抜き出した文章.
——————————
例えば、芳香族ジカルボン酸及びその低級アルキルエステルと、エチレングリコ−ル、プロピレングリコ−ル、テトラメチレングリコ−ル、1,4−シクロヘキサンジメタノ−ル、ダイマ−ジオ−ルなどのジオ−ルとのエステル化反応またはエステル交換反応により低分子量体を生成する初期反応と、この低分子量体を重縮合させ高分子量とする後期反応によって製造する方法が最も一般的である。
【0043】
共重合ポリエステルの製造には、エステル交換触媒として、従来公知のチタン、亜鉛、マンガン、コバルト、鉛、カルシウム、マグネシウムなどの金属化合物を適用することができる。また重縮合触媒としては、チタン、アンチモン、ゲルマニウム、スズ等の金属化合物を適用することができる。これらの触媒以外に、熱酸化安定剤やリン化合物の添加もまた可能である。
【0044】
(1−5)共重合ポリエステルへの金属塩化合物の含有
微結晶化に対しては、金属塩化合物を結晶化促進剤として併用することが有効であり、透明性が一層良好となる。金属塩化合物の含有によるヘイズの改善効果は、金属塩化合物を含有しない場合のヘイズと比較して、0.2%以上小さくなることが好ましい。ヘイズの改善効果が0.2%以下では、視覚的にみて透明性に殆ど差は見られない。好ましいヘイズの改善効果は、0.3%以上、特に好ましくは0.4%以上である。
【0045】
前記金属塩化合物としては、周期律表第I−a属、または第II−a属に属する金属元素を有する金属塩化合物が好ましい。なかでも、脂肪族カルボン酸あるいはリン化合物のLi、Na、K、Ca塩が特に好ましい。
——————————
データ部分.
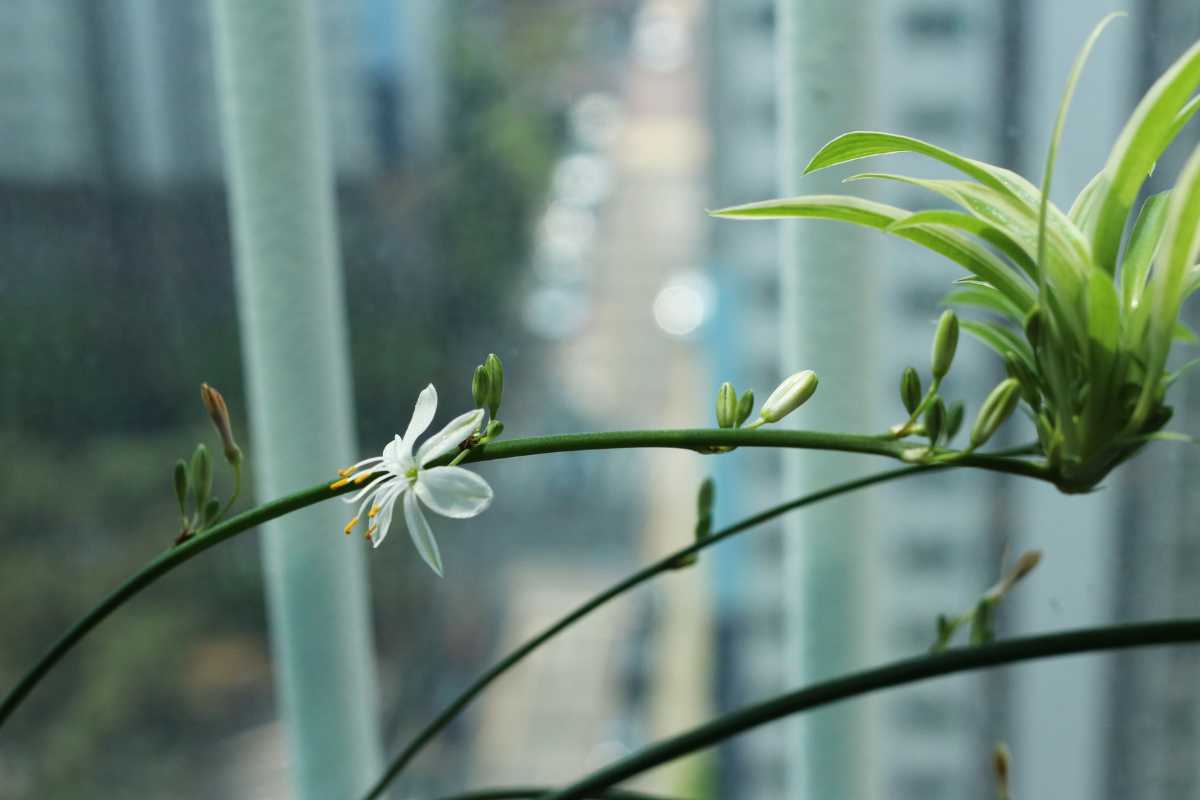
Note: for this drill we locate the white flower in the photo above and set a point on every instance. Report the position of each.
(397, 475)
——————————
やること.
A - ポリエステルの製造についての文章で、金属塩化合物のうち特に好ましいとされているのは何ですか。
B - ポリエステルの製造についての文章を、最後の文の後から書き進めてください。

課題ごとの答え.
A - 脂肪族カルボン酸あるいはリン化合物のLi、Na、K、Ca塩です。

B -
【0046】
金属塩化合物の含有量は共重合ポリエステルの組成によっても異なるが、共重合ポリエステルに対して金属元素として0.5〜5.0質量%を含有させることが効果的である。共重合ポリエステルに対する金属塩化合物の含有量が0.5質量%未満ではさらなる結晶化促進効果が小さく、逆に5.0質量%を越えるとポリエステルへの分散性が悪くなるばかりでなく、成形性の悪化や物性低下が起こりやすくなる。
【0047】
前記金属塩化合物の含有量は、下限値がポリエステルに対して0.8質量%であることがさらに好ましく、特に好ましくは1.0質量%である。また、金属塩化合物の含有量は、上限値がポリエステルに対して4.5質量%であることがさらに好ましく、特に好ましくは4.0質量%である。
【0048】
金属塩化合物の共重合ポリエステルへの混合は、1軸押出機、2軸押出機、あるいは成形加工時のポリエステルへの溶融工程への添加等によって行うことができる。一例として、2軸押出機を使用して金属塩化合物をポリエステルへ混合する場合について述べる。
【0049】
金属塩化合物の混合には、2軸押出機(東芝機械(株)製、TEM−37BS)を使用する。混合時の樹脂温度250℃、スクリュ−回転数100rpm、ベント真空度1〜5hPa、フィ−ド量15kg/hrの条件で金属塩化合物をポリエステルに均一混合した後ストランド状に押出し、水冷下チップ状にカッティングする。また、金属塩化合物の混合時に、光安定剤や透明性に悪影響のない顔料等も同時にブレンドすることも可能である。
【0050】
(2)シートの作成
本発明において、上記の共重合ポリエステルをシート状に成型加工する必要がある。シート状に成型加工する方法としては、熱プレス法、カレンダー法、Tダイ押出法、インフレーション押出法等の公知の方法を用いることができる。好ましくは、以下に述べるTダイ押出法である。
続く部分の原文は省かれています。